(Excerpts of location labeling data)
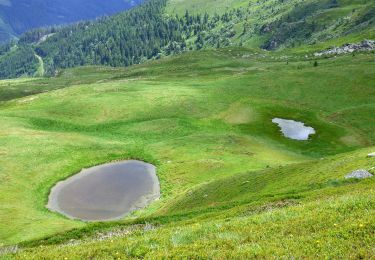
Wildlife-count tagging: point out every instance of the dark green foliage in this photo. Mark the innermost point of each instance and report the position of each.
(17, 63)
(145, 33)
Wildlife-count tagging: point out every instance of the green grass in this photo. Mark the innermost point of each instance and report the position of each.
(228, 177)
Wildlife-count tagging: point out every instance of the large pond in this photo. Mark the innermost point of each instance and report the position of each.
(106, 192)
(293, 129)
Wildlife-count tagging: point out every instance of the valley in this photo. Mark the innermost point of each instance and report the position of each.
(253, 122)
(205, 120)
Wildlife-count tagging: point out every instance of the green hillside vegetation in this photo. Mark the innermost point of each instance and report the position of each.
(232, 185)
(162, 28)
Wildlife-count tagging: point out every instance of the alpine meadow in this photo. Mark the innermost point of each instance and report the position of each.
(250, 122)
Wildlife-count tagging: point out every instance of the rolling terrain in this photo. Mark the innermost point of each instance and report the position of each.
(204, 119)
(194, 92)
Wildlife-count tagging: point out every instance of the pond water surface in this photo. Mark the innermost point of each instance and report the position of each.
(293, 129)
(106, 192)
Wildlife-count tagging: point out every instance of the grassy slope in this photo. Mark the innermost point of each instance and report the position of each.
(337, 26)
(330, 218)
(199, 117)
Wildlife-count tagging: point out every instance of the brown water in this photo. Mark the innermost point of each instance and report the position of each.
(106, 192)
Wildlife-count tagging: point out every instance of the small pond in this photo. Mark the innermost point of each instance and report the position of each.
(293, 129)
(106, 192)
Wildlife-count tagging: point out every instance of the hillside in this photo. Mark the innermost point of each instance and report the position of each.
(161, 28)
(19, 16)
(228, 177)
(194, 91)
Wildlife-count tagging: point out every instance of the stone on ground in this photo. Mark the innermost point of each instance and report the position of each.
(359, 174)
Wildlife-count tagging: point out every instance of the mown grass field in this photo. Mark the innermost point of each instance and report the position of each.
(232, 185)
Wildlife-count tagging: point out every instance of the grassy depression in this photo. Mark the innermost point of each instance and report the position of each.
(205, 120)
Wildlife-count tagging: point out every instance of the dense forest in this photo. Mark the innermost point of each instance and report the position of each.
(146, 32)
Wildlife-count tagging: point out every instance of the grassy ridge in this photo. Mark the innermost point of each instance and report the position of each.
(327, 221)
(199, 117)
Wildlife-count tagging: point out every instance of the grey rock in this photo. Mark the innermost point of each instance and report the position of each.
(359, 174)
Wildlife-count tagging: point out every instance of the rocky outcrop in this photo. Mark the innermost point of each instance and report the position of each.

## [THE TASK]
Reproduce only the lines running from the one that contains "the grassy slope" to the last line of the records.

## [SOLUTION BELOW]
Wildlife-count tagging: point out every instance of the grassy slope in this photo. Mark the innermost point of each instance and report the position of each.
(337, 26)
(330, 218)
(199, 117)
Wildlife-count tagging: point out every instance of the brown water in this photo. Mark the innermost point of each instance and report the position of each.
(106, 192)
Wildlife-count tagging: point out every instance of the small pond in this photo. Mark the innermost point of each instance and report the position of each.
(293, 129)
(106, 192)
Wildlife-count tagging: point out every instance of the hillside in this photo. Mark the innermost point of each instance and report the position of each.
(161, 28)
(19, 16)
(228, 177)
(194, 91)
Wildlife-count tagging: point out every instance of the stone on ground in this photo. Mark the innermost point of each instance and report the position of each.
(359, 174)
Wildlife-count tagging: point out every instance of the mown grass field in this photo. Mark the innermost point of each instance and report the position of each.
(232, 185)
Wildlife-count tagging: point out every instance of the grassy depression in this photo. Mark the innermost point of each instance and report the position of each.
(205, 120)
Wildlife-count tagging: point out every instance of the dense forest in this photo. Mark the innermost point of each instance and report the position of each.
(146, 32)
Wildlife-count tagging: point out every instance of the grassy ridge in this photo. Mark the innermost point of each instance and report the position of each.
(327, 221)
(199, 117)
Wildlife-count tagging: point out every instance of the grey rock in this photo. Mark the innermost point of each instance and report the position of each.
(359, 174)
Wildlife-count tagging: point out every instance of the rocky outcrop in this photo. Mark the innermost point of each instance and report the position of each.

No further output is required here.